Starting at the beginning of the records and stopping after the line that contains "water droplet, once", write those lines out again with "pointer" swapped for "marker" and nothing else changed. Omit the pictures.

start Data provided

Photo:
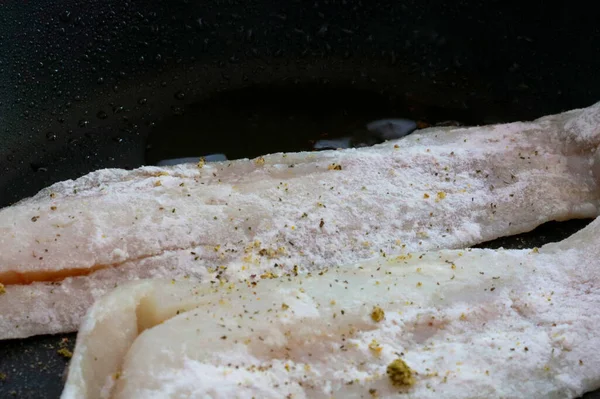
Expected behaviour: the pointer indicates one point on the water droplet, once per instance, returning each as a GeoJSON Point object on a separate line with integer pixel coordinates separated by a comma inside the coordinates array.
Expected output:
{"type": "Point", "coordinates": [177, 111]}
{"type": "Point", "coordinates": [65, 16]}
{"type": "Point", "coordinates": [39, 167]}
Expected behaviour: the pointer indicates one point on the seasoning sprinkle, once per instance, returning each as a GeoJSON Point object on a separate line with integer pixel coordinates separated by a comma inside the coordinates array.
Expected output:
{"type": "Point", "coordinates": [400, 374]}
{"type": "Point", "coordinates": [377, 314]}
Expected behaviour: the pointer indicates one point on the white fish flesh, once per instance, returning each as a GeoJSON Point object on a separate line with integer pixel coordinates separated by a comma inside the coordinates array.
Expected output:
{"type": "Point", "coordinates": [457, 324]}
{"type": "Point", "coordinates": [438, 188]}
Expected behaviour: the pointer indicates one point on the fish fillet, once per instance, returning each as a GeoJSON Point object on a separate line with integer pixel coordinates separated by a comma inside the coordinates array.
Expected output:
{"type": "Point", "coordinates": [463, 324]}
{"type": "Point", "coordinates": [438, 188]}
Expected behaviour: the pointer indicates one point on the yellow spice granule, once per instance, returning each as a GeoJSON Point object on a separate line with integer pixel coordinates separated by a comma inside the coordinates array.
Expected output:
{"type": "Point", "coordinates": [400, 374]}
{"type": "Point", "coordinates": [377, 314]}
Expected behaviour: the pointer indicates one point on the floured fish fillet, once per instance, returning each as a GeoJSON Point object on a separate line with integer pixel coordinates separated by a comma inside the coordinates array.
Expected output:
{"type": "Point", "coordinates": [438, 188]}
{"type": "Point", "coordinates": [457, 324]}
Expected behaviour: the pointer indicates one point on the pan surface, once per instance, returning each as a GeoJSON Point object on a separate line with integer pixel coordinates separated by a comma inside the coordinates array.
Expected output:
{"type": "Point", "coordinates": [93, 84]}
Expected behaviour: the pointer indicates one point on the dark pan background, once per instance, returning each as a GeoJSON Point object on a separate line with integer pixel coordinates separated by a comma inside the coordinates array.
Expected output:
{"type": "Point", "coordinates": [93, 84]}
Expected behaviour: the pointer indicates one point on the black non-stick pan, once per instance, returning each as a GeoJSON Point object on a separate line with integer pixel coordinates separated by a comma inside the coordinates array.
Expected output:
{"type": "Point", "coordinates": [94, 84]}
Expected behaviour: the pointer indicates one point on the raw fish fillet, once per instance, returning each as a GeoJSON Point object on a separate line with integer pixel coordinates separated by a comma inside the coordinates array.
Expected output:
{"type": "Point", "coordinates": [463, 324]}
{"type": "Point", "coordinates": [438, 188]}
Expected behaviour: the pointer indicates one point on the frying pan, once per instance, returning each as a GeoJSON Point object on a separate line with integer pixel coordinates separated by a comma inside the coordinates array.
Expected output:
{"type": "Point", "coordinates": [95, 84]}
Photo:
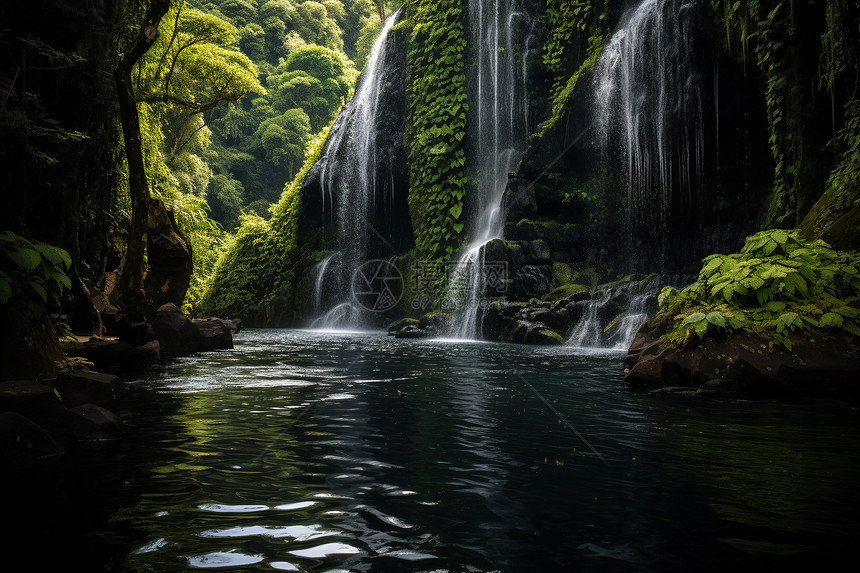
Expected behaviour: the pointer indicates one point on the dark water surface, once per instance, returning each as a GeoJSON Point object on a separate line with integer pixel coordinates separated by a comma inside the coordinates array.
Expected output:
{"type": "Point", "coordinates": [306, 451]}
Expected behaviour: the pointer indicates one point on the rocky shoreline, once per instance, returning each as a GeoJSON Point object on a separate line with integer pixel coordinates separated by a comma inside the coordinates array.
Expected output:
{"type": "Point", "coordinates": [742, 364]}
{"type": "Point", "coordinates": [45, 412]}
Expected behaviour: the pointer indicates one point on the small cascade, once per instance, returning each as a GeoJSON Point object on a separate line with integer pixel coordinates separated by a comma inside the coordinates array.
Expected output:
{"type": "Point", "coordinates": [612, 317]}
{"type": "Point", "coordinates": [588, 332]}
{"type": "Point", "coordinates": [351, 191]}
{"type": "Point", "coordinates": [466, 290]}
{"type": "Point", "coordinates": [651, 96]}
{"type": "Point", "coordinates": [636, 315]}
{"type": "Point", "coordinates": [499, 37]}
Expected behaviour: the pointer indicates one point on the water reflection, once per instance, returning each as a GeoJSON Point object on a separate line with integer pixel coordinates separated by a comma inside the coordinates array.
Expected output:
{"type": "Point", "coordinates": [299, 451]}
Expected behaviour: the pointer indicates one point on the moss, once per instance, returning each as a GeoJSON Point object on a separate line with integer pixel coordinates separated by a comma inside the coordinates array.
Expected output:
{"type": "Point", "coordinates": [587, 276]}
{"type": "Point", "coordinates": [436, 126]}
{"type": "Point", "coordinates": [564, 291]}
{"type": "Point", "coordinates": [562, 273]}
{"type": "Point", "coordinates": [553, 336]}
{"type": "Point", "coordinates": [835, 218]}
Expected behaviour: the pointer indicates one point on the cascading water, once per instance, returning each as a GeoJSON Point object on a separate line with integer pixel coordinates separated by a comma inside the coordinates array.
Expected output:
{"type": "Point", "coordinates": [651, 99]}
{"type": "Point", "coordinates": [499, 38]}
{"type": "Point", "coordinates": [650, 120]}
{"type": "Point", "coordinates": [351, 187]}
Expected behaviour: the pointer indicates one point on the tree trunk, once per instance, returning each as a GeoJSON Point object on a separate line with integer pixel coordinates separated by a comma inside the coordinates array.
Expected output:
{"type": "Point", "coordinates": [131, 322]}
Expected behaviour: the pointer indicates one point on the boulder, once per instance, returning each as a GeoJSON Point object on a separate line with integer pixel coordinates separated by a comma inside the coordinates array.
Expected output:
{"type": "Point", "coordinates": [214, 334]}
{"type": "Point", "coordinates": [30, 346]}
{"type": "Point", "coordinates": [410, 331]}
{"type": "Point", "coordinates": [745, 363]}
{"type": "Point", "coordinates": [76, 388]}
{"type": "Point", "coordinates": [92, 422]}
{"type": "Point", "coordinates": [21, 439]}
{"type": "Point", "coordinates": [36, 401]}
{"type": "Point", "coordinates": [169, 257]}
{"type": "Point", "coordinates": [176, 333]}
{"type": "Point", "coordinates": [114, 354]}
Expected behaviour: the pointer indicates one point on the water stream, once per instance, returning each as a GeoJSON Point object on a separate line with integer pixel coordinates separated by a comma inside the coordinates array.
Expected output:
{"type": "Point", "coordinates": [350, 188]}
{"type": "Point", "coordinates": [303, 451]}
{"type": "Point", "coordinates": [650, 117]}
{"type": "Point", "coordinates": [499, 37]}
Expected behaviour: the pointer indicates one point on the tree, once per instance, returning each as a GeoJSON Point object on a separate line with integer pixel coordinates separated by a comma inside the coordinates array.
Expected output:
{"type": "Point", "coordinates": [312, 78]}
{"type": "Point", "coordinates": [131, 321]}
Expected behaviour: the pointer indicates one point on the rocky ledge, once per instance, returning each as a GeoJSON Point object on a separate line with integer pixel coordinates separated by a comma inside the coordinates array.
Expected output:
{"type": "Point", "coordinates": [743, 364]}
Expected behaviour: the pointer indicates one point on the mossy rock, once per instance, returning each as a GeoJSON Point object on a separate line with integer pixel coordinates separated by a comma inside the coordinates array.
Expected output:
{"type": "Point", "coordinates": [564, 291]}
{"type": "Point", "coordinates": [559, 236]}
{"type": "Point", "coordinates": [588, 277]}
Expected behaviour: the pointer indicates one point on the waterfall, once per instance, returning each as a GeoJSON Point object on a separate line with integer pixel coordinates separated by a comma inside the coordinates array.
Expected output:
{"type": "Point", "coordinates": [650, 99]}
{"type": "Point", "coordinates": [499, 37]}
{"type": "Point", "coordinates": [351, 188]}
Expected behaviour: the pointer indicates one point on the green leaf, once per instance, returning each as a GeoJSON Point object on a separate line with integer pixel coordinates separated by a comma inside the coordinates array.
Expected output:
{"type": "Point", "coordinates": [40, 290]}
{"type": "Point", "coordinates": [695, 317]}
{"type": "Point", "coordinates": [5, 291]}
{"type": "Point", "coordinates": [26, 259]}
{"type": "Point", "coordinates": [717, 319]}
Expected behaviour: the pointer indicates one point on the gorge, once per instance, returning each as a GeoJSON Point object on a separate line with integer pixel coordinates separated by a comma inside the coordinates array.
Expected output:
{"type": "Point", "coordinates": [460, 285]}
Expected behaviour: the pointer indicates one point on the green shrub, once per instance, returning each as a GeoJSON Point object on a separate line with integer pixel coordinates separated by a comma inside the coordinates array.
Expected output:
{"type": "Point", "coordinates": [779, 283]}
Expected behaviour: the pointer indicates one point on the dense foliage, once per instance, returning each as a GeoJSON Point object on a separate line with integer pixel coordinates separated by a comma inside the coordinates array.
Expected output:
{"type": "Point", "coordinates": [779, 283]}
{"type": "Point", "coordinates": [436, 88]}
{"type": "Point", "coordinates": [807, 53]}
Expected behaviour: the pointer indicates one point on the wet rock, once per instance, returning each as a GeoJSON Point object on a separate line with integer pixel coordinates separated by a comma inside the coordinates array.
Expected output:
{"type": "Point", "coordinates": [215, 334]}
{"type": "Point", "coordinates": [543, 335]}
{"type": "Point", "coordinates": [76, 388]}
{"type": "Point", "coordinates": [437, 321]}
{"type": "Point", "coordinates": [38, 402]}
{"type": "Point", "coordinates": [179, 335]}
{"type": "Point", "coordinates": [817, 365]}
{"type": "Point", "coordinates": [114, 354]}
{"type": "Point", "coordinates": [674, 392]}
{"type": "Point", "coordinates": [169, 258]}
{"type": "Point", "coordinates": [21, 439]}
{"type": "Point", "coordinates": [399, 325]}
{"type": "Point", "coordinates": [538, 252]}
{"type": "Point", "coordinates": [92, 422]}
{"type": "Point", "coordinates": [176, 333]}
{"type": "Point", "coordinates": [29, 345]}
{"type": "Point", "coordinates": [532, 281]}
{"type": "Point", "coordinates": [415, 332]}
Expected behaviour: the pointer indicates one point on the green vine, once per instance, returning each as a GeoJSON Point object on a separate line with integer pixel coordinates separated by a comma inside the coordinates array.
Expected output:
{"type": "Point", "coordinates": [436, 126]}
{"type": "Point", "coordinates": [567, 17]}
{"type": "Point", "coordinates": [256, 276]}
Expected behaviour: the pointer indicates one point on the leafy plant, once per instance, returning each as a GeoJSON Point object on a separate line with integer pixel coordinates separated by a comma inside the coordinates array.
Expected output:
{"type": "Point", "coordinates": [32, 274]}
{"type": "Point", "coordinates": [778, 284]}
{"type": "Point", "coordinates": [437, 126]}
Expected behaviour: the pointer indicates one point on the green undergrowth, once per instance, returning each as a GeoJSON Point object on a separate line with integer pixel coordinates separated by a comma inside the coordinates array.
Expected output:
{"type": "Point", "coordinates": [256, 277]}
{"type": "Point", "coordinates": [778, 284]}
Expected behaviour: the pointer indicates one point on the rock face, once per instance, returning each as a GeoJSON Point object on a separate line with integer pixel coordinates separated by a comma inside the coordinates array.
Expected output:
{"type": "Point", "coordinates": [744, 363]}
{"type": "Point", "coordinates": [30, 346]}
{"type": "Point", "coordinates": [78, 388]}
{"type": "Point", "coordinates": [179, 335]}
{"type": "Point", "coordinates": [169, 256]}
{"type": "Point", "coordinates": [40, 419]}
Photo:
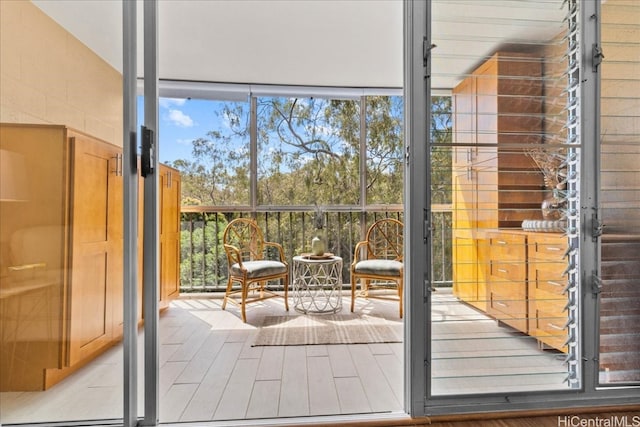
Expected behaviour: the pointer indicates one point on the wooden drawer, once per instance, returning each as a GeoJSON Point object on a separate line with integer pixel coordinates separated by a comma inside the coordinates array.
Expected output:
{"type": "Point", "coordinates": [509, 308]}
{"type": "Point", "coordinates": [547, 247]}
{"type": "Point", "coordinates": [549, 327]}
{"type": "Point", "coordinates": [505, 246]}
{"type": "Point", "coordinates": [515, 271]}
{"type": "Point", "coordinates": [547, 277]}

end Data provided

▶ [Result]
Photo:
Expected behaviour: the marker indicates one point on the water droplet, once per instance, returning each as a GeoJSON Point object on a separate line with integer pixel coordinates separated by a comma inside the coordinates array.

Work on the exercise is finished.